* [WHAT YOU SHOULD DO]: Only lines with the string "jacket" should be returned from the data below.

* [TASK INPUTS]:
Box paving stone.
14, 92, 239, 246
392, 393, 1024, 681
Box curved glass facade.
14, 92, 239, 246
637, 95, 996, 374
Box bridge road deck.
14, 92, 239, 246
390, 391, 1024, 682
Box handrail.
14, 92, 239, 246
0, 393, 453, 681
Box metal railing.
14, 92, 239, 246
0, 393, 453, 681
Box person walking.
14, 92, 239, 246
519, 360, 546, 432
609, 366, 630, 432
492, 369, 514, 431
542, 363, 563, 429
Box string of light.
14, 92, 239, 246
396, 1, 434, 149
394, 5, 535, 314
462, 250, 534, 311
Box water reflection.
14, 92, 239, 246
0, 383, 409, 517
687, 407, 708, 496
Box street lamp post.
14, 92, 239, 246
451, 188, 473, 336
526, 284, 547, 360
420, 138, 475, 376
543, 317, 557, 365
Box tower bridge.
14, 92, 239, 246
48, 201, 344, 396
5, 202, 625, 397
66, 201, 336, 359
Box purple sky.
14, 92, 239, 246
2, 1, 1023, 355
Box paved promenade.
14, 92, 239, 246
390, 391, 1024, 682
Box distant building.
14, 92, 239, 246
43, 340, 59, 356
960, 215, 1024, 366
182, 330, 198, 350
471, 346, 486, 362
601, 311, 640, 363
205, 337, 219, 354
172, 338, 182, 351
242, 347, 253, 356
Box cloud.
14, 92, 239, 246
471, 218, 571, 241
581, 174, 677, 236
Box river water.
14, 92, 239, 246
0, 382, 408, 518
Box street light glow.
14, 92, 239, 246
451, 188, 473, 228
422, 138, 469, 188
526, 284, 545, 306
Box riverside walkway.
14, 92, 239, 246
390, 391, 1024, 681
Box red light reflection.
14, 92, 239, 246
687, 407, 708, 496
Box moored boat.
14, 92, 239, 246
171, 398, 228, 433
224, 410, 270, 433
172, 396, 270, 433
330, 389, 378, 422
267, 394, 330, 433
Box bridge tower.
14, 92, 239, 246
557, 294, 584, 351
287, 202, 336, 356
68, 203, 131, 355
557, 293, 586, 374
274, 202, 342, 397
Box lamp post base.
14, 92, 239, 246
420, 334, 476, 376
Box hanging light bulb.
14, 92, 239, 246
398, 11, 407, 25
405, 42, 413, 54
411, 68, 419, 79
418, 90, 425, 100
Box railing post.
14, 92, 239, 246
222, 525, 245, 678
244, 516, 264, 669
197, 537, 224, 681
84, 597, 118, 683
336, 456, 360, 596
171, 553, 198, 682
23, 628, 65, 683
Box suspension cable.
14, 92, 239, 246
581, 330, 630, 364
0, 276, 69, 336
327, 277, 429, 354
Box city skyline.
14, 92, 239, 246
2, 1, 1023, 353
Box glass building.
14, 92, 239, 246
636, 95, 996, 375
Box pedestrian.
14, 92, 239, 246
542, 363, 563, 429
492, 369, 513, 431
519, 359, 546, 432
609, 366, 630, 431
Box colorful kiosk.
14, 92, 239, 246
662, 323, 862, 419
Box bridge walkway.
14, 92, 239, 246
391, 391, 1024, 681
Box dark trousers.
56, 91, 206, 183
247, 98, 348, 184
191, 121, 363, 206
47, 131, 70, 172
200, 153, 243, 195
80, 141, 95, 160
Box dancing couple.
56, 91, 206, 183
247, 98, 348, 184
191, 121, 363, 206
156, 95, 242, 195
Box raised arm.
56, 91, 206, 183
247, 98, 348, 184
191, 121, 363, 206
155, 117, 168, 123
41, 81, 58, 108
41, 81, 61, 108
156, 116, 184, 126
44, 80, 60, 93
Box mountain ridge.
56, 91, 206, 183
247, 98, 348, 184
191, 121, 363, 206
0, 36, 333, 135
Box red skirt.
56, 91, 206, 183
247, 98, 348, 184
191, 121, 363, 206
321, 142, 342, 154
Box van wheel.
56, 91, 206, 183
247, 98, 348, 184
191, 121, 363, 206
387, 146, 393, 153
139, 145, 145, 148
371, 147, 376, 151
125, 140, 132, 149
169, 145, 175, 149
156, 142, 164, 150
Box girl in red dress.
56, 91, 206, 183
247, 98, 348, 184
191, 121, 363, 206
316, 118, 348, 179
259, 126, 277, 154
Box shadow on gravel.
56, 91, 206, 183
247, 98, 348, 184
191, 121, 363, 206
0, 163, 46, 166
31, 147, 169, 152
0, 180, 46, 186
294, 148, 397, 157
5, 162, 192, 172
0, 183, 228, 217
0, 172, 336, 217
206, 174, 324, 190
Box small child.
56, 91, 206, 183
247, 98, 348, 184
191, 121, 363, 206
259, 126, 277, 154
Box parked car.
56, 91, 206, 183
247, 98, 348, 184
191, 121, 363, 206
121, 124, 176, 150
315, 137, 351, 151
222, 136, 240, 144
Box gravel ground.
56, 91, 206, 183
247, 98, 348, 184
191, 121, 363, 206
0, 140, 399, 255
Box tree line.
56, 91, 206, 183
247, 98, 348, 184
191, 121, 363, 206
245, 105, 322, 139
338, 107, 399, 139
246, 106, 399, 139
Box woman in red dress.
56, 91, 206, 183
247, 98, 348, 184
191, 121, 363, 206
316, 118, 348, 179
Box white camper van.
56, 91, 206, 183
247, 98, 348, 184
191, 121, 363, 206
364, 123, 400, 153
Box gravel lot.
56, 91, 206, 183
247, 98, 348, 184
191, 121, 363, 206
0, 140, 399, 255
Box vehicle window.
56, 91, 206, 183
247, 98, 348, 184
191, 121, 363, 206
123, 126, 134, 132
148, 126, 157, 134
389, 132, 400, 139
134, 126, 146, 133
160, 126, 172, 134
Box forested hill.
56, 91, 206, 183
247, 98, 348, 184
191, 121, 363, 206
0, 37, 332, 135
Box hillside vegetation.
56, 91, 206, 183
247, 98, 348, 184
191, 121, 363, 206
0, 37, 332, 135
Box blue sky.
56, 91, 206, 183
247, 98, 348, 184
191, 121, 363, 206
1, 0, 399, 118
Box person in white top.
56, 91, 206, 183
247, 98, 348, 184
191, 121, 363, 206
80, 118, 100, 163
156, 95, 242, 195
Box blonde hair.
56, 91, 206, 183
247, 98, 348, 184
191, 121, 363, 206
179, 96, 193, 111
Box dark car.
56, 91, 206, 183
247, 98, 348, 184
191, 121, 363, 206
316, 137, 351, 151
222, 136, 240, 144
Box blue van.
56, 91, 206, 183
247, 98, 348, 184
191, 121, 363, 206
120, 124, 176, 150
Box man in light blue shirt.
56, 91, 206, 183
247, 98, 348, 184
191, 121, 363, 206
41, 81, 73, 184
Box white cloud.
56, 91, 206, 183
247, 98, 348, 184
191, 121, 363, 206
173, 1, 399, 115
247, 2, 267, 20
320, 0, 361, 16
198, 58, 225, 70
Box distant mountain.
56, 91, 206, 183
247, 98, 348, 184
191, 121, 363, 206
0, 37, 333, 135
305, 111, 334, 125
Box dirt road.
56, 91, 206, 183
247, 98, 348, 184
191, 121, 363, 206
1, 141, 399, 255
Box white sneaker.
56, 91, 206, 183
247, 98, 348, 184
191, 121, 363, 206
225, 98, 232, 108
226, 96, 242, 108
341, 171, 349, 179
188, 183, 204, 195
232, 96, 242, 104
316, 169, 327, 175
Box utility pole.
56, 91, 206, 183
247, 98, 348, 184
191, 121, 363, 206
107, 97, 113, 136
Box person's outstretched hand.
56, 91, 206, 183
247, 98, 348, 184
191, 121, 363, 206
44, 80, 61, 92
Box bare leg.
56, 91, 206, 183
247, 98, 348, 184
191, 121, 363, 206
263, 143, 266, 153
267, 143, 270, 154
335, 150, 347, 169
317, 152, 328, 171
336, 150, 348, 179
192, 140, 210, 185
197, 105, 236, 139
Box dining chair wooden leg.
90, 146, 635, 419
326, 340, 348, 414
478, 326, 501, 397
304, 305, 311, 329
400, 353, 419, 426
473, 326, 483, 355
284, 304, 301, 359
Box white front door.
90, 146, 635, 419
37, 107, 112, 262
--
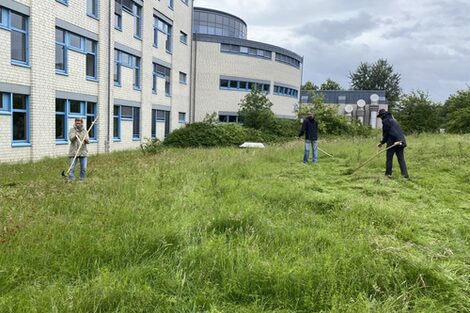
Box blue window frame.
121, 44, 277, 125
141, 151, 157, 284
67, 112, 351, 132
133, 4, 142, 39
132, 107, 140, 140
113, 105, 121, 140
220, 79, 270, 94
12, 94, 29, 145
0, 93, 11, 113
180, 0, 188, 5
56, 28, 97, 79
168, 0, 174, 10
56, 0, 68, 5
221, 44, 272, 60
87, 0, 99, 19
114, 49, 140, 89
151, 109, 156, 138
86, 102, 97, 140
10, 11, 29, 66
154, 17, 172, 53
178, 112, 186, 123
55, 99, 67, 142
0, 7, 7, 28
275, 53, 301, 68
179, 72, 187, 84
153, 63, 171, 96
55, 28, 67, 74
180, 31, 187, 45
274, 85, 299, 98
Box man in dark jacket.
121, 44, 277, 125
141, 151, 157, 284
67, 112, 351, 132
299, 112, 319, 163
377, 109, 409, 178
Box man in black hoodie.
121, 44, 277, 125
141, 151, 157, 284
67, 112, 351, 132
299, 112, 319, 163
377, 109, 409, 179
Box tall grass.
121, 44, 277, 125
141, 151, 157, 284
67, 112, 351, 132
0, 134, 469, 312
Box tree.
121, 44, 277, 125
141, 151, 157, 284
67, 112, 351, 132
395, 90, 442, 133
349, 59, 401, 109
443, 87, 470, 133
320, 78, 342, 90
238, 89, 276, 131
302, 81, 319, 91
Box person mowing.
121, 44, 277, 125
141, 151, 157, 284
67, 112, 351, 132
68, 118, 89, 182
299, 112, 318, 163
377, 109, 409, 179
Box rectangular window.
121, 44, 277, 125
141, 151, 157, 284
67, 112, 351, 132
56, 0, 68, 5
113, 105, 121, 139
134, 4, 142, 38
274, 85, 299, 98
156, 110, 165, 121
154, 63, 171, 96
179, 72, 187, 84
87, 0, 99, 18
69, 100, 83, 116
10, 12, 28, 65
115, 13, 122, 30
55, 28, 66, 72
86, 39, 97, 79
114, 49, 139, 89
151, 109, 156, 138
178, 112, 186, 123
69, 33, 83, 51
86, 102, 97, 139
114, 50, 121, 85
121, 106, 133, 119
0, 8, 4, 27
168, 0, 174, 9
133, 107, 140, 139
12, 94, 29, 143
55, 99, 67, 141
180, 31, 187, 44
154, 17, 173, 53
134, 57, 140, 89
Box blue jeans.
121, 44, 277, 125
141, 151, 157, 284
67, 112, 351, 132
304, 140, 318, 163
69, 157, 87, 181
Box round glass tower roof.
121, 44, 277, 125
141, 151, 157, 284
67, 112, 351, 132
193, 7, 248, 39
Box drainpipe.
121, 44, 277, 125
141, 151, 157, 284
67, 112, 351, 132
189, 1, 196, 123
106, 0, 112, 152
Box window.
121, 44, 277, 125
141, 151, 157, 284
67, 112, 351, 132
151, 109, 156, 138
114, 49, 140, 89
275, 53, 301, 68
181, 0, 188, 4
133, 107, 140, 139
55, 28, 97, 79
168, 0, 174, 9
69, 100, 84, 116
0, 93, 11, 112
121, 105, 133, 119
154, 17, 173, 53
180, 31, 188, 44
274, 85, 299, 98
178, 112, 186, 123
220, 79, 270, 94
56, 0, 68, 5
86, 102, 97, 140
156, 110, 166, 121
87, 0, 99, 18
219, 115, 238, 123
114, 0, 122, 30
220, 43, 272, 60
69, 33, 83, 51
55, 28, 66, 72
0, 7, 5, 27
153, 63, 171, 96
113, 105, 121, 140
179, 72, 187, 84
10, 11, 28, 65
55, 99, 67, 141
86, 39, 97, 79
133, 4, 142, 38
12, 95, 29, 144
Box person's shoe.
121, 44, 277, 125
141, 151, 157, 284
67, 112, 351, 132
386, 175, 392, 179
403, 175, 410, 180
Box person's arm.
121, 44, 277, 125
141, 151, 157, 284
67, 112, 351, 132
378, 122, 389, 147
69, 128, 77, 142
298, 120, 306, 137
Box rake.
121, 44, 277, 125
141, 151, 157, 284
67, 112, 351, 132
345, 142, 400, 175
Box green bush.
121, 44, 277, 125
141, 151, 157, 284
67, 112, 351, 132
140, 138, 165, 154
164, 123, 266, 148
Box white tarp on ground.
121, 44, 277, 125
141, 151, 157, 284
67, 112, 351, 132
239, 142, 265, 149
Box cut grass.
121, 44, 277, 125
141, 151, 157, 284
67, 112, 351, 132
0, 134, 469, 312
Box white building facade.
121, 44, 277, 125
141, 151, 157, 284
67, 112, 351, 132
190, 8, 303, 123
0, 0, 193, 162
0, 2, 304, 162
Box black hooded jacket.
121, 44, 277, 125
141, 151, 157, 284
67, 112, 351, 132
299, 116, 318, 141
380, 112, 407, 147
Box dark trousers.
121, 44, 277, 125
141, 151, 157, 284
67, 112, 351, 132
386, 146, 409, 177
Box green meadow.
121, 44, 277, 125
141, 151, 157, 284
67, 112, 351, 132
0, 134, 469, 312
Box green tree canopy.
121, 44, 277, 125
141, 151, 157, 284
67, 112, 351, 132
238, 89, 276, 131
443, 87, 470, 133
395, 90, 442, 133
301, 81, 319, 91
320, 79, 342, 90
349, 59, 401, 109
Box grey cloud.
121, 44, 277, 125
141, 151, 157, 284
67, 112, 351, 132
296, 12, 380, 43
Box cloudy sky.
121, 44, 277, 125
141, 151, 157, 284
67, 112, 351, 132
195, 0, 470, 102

* [TASK SOLUTION]:
Box man in dark jacket.
Box black hooded jacket.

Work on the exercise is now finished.